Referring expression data
+++
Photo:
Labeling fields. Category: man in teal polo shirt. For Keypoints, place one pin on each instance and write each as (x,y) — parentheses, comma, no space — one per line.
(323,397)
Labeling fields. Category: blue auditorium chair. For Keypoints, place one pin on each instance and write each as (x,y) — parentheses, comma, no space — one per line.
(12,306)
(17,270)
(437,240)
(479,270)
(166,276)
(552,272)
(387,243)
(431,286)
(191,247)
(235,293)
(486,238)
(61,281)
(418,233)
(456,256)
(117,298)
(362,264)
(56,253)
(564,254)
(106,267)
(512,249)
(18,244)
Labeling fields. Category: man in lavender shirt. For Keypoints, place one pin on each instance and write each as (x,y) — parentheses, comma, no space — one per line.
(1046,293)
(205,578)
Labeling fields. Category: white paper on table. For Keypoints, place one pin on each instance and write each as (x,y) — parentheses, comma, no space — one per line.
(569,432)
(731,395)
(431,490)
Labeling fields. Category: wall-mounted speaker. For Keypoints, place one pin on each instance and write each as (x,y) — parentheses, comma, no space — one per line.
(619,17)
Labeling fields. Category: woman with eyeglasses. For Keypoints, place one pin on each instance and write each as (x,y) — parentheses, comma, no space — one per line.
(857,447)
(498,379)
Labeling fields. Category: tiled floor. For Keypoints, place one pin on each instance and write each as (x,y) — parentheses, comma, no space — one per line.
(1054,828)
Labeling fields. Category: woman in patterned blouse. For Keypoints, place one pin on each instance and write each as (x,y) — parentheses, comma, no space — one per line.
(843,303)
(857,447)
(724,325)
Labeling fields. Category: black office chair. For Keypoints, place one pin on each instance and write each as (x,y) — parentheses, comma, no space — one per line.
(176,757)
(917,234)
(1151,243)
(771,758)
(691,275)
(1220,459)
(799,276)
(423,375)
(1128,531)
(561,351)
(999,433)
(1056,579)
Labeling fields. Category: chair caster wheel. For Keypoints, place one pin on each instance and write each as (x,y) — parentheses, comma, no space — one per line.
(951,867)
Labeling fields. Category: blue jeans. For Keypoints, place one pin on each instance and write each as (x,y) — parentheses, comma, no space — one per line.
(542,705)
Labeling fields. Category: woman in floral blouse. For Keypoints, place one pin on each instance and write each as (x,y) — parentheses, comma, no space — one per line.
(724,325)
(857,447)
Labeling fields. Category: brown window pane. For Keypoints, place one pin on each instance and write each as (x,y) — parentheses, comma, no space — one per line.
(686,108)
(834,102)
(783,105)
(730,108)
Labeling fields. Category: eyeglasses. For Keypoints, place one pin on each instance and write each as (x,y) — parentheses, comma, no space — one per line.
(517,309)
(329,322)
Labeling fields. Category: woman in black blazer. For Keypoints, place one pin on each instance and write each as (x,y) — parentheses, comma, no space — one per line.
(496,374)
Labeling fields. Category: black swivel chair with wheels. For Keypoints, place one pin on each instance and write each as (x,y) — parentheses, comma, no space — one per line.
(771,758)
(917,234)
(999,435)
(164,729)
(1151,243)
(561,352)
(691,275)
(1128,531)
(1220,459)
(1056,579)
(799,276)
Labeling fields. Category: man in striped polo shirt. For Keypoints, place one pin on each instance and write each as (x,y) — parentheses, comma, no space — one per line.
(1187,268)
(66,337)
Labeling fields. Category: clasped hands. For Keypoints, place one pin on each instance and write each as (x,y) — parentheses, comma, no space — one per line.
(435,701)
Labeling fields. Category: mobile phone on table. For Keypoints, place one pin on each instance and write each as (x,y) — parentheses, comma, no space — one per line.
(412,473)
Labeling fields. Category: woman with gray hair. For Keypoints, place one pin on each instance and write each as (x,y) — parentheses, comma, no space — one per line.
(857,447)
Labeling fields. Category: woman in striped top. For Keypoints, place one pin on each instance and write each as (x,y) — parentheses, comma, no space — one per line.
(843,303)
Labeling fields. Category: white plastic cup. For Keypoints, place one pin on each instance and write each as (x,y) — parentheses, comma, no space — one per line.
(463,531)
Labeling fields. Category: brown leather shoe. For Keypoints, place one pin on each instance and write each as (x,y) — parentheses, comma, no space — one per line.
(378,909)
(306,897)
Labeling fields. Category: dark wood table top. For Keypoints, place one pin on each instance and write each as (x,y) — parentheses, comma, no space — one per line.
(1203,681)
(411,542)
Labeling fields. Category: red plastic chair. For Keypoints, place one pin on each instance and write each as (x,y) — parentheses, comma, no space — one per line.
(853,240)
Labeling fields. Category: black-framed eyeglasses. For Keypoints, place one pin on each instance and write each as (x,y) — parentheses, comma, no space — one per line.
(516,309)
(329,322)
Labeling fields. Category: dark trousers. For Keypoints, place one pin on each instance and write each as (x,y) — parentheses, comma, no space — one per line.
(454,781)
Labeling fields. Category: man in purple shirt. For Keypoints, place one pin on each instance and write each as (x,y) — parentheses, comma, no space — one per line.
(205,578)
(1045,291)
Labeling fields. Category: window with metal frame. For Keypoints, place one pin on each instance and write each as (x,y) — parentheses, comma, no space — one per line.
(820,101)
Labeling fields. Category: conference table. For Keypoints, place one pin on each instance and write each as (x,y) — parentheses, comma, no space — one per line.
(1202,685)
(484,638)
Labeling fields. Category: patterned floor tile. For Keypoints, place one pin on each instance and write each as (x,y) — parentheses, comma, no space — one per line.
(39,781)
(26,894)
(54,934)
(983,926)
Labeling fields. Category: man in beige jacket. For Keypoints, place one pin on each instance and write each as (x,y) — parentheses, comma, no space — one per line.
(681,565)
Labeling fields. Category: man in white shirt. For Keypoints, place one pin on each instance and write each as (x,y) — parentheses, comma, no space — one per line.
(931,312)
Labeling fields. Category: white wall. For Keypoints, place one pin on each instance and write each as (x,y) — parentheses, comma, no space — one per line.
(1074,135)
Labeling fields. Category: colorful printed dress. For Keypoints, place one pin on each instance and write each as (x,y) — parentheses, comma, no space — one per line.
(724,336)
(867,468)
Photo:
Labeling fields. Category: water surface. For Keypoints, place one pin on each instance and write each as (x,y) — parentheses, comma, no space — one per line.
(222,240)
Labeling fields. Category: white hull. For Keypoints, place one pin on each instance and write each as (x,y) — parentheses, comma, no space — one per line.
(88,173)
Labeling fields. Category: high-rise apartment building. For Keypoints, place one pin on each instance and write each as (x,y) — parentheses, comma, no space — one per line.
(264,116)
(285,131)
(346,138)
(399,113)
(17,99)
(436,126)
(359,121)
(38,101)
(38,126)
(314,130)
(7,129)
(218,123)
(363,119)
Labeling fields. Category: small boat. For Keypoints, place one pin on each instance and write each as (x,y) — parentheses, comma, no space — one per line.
+++
INSTRUCTIONS TO FOLLOW
Give back each record exactly, from the first line through the last.

TASK ANSWER
Photo:
Labeling fields. Category: man in teal polo shirt. For Keypoints, place one pin on each instance and write each as (x,y) — parentheses, comma, no space — one per line.
(323,397)
Labeling fields. Category: blue auditorium chair. For Keypoints, place one pin on each instance and write each as (x,y) — parentheses, comma, no space — one per line.
(12,306)
(17,270)
(437,240)
(479,270)
(166,276)
(552,272)
(387,243)
(431,286)
(191,247)
(235,293)
(486,238)
(61,281)
(418,233)
(456,256)
(117,298)
(362,264)
(56,253)
(564,254)
(106,267)
(512,249)
(18,244)
Labeling fields. Category: man in lavender shirt. For Keypoints, place one pin on each instance and write each as (x,y) — parentheses, comma, no space — one per line.
(1046,293)
(205,578)
Labeling fields. Category: white paper on table. For Keypoints, place one pin on each instance and write each as (x,y) — parentheses, comma, no space — one per line.
(569,432)
(731,395)
(431,490)
Labeling fields. Category: wall-mounted speaker. For Keypoints, place one pin on each instance and write each as (x,y) — parentheses, comma, no space — one per line.
(619,17)
Labeling fields. Category: woman with eyeglasses. For Keypoints, place one pin on each instance and write each as (x,y) — parentheses, comma, no space — one per line.
(857,447)
(498,379)
Labeling fields. Category: tiled floor. For Keypoints, place one pin on each instance and write each as (x,y) — parentheses, comma, no space — one per line.
(1054,828)
Labeling fields. Category: woman in patterned blouse. For Keypoints, place one pin on each instance and write each as (x,y) — parentheses, comma, no space — one per line.
(843,303)
(857,447)
(724,325)
Labeling fields. Category: black office chair. For Keypoints, place one pin on each instance and write each as (x,y) — parentheses, comma, no space — one per line.
(176,757)
(917,234)
(1151,243)
(771,758)
(691,275)
(1220,459)
(799,276)
(423,375)
(1128,531)
(561,351)
(999,433)
(1056,579)
Labeling fields. Category: chair caster wheel. For Keypoints, place one pin on each instance and write each as (x,y) — parentheses, comma, no space — one per line.
(951,867)
Labeling fields. Category: blue jeans. For Keypoints, place one pin on each instance and write each as (x,y) — parentheses, comma, no space — one per line.
(542,705)
Labeling fields. Category: woman in floral blouse. For Keypoints, place one pin on each instance and write each as (x,y) — parentheses, comma, no space — one per line.
(724,325)
(857,447)
Labeling fields. Category: brown window pane. For Keypoints, place one pin on each instance and write each as (x,y) — parentheses, comma, no space — one per line.
(686,108)
(834,102)
(783,105)
(730,108)
Labeling fields. Category: eyeglasses. For Keypoints, place one pin on each instance and write each as (x,y) — parentheses, comma, no space — one per line.
(517,309)
(329,322)
Labeling fields. Category: woman in black blazer. For Keypoints, place one pin on each instance and write each as (x,y) — parentheses, comma, no space — one per line.
(496,374)
Labeling fields. Category: black swivel chair with wheels. For Keypoints, place one pin on each instance and write each as (x,y) — parentheses, comma, no space — one per line.
(771,758)
(917,234)
(999,435)
(164,729)
(1151,243)
(561,352)
(691,275)
(1128,531)
(1220,459)
(1056,579)
(799,276)
Labeling fields. Category: man in striped polo shirt. For Keypoints, place one pin on each instance and write each as (x,y) — parentheses, comma, no space — one per line.
(1187,268)
(66,337)
Labeling fields. Category: clasped hands. For Keypoints, place one pin on each instance and write each as (x,y) — parentheses, comma, no space — one per line.
(435,701)
Labeling fields. Category: mobile phone on table. For Keypoints, place one pin on each instance and write each as (x,y) — parentheses, comma, no space — one per line.
(412,473)
Labeling fields. Category: woman with gray hair. For Keypoints, place one pin on each instance and write each as (x,y) — parentheses, comma, no space — one per line.
(857,447)
Labeling fields. Category: woman in striped top. For Keypoints, place one pin on each instance and write each as (x,y) — parentheses, comma, no space — one per line.
(843,303)
Labeling fields. Category: white plastic cup. For Keypoints, place one pin on each instance and write each as (x,y) — parentheses, comma, no space — one per line.
(463,531)
Labeling fields. Category: brown leather shoe. For Keypoints, place one pin on each instance and write each as (x,y) — parentheses, comma, no space — one per line.
(378,909)
(306,897)
Labeling fields. Category: dark wood table top. For Keypoints, place one pin on each instance and write each as (x,y) — parentheses, comma, no space — one per line.
(1203,681)
(411,542)
Labeling fields. Category: red plastic chair. For Keypoints, place one pin on each instance and write each as (x,y) — parentheses, comma, no space — one per line.
(853,240)
Labeling fields. Category: black-framed eyeglasses. For Keypoints, place one pin on each instance and write each as (x,y) — parentheses, comma, no space — one per line.
(516,309)
(329,322)
Labeling fields. Category: dark trousers. For Keypoints, place one pin on each instance and write each as (x,y) — parentheses, comma, no space — one per line.
(454,781)
Labeling fields. Category: man in purple shirt. For Keypoints, place one pin on each instance and write each as (x,y) — parentheses, comma, no space — one per line.
(205,578)
(1045,291)
Labeling fields. Category: window with metal frame. For Keypoints, place one pin on each instance and write each as (x,y) — parentheses, comma, no space — one per line.
(820,101)
Labeling fields. Category: conference table. For Keypoints, place one pin on each instance and write each as (x,y) — parentheses, comma, no space — one per line.
(1202,685)
(484,638)
Labeling fields. Category: patterned floor tile. For Keypoints, place one pin on each instance and write each as (x,y) — parentheses, comma, no space — one per line.
(39,781)
(26,894)
(54,934)
(983,926)
Labeling fields. Category: man in beige jacket. For Keypoints, place one pin on each instance and write each as (x,y) — parentheses, comma, no space — one per line.
(681,565)
Labeling fields. Category: man in white shirt. For Keypoints, place one pin on each instance and write each as (x,y) — parentheses, comma, no space — one per line.
(931,312)
Labeling fields. Category: white wall. For Keypoints, place one pin on each instance and write each as (x,y) — parentheses, comma, no space — one per line.
(1074,135)
Labeling fields. Category: colorful printed dress. For Keypoints, place one pin on each instance and write each as (x,y) — parentheses, comma, no space — one per line.
(724,336)
(867,468)
Photo:
Labeling fields. Category: water surface. For Keypoints, place one pin on each instance and write each as (x,y) — parentheses, comma, no space — one per line.
(222,240)
Labeling fields. Category: white hull. For Keypoints, place one pin on each instance and write each as (x,y) — parentheses, comma, no space — one per line.
(88,173)
Labeling fields. Category: high-rise apartment building. For Keypoints, place one pin on each instance and write each as (x,y) — parentheses, comma, no space — one per line.
(264,116)
(285,131)
(346,138)
(399,113)
(17,99)
(436,126)
(359,121)
(38,101)
(38,126)
(314,130)
(7,129)
(218,123)
(363,119)
Labeling fields. Category: small boat. For Keypoints, place one pin on each instance and write each as (x,y) — parentheses, comma, no space — one per line.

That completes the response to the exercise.